TASK REQUIREMENTS
Only the closing part of the listing is wanted: reproduce exactly the line containing "Query: winter forest" and all lines below it.

DATA LISTING
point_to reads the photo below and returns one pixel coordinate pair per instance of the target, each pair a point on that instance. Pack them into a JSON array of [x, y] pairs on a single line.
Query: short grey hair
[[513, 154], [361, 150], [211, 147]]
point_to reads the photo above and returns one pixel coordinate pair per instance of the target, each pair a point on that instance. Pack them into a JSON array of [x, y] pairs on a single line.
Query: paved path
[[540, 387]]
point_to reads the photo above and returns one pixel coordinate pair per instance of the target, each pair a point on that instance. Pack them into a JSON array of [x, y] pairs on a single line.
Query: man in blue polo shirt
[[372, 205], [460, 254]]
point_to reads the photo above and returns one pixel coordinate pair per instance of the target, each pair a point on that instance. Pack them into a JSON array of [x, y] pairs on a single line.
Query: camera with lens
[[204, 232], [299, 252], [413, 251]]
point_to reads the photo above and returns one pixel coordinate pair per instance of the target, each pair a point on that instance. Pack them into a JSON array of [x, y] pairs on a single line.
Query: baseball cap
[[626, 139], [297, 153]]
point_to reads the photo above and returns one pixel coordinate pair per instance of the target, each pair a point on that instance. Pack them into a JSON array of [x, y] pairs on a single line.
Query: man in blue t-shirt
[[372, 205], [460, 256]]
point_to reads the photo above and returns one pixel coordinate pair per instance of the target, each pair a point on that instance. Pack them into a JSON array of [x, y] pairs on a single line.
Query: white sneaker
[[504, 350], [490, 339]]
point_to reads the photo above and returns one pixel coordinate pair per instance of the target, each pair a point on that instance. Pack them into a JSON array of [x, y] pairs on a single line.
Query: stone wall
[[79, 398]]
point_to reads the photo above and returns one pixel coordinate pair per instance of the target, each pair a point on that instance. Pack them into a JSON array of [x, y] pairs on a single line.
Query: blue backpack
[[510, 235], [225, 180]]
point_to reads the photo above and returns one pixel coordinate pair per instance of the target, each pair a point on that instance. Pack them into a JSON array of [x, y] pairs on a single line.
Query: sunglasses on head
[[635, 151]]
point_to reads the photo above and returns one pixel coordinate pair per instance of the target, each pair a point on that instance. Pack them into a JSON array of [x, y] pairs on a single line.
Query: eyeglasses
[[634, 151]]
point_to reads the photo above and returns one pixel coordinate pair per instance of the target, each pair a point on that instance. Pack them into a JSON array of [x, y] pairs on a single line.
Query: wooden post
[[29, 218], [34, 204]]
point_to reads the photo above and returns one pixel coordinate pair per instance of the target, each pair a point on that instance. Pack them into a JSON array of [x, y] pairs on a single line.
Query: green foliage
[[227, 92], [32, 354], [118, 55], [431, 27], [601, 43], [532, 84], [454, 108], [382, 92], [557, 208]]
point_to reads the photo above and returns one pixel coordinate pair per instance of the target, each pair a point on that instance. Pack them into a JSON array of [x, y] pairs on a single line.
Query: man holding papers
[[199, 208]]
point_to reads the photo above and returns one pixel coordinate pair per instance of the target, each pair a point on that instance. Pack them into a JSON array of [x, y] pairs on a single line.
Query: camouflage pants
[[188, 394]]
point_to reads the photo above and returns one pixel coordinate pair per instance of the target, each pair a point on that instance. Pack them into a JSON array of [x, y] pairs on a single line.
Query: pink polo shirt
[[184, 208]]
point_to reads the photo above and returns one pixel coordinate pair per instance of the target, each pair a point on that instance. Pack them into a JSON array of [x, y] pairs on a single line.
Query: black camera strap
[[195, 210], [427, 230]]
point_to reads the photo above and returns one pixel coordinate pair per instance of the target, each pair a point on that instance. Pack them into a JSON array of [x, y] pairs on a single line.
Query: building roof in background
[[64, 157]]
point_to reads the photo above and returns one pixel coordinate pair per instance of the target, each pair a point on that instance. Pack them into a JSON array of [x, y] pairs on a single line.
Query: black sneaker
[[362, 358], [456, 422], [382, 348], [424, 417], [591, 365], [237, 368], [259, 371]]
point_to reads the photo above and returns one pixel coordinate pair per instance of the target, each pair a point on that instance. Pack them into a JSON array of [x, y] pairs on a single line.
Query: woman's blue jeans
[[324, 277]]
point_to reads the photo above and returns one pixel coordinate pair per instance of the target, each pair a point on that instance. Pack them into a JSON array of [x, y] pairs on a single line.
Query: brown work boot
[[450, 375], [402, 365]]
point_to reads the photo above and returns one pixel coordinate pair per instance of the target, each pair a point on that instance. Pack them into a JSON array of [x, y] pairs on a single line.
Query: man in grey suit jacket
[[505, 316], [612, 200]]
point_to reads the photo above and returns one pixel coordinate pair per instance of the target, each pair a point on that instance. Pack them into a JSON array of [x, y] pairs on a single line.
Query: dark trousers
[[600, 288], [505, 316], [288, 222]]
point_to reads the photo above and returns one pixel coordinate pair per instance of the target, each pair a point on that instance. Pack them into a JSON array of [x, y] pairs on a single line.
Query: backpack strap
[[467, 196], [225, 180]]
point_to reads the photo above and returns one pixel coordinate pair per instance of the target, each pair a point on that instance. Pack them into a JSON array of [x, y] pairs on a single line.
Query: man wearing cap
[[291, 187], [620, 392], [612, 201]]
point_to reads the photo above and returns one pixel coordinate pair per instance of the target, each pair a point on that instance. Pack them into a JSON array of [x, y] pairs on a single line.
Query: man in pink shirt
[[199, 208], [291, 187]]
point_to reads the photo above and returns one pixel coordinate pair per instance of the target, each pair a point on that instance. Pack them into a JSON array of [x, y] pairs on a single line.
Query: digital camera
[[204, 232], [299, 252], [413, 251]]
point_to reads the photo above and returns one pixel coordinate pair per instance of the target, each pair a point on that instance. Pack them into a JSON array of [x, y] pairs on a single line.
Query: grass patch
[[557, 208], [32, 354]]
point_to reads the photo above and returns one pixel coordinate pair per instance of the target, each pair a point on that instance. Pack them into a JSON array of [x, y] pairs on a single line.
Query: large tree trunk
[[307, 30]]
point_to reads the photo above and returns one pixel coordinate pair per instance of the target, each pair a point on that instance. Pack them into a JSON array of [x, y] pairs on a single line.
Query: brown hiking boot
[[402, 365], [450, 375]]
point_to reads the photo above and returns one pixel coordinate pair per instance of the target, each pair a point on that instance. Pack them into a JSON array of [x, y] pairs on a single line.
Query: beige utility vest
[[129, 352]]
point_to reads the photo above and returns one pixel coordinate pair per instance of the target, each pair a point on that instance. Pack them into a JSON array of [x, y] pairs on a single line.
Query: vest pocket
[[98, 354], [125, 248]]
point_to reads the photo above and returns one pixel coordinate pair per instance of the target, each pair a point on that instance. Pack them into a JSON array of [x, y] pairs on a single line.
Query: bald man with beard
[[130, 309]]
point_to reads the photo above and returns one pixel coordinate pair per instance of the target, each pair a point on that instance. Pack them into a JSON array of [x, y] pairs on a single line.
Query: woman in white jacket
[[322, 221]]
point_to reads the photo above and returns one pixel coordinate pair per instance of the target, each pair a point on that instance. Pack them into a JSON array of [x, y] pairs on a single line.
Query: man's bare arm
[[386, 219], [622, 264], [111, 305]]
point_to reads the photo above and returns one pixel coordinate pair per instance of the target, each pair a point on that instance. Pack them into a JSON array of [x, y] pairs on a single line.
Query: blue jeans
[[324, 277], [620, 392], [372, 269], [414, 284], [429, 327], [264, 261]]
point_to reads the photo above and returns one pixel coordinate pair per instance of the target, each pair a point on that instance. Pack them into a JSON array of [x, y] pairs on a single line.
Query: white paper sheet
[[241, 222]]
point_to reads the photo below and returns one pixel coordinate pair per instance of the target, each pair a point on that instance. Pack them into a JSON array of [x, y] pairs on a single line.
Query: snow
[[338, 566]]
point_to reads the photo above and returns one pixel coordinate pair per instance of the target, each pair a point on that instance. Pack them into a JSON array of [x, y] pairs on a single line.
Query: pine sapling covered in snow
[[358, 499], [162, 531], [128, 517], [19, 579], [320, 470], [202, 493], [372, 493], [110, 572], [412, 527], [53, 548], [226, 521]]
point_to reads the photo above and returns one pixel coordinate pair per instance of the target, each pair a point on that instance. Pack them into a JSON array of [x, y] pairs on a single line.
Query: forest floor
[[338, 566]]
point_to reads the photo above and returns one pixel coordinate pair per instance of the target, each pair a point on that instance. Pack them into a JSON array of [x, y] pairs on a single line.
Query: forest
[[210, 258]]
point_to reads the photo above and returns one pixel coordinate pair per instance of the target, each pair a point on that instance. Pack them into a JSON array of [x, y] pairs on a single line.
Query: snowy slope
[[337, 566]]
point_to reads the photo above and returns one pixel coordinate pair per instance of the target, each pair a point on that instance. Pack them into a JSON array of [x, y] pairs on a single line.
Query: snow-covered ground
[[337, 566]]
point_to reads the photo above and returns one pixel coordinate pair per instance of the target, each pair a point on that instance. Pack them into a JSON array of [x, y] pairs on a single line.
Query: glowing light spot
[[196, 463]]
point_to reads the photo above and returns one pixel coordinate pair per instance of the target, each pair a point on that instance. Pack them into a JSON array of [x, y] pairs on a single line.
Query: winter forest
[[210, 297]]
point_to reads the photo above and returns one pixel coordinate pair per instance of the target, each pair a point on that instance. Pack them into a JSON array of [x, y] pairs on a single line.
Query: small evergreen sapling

EXERCISE OUTPUT
Query: winter forest
[[210, 297]]
point_to reads the photo above and returns one pixel coordinate pair per instance of the target, each pair a point on that instance. Pack them into a JSON array of [x, y] pairs on a single line.
Query: small evergreen sapling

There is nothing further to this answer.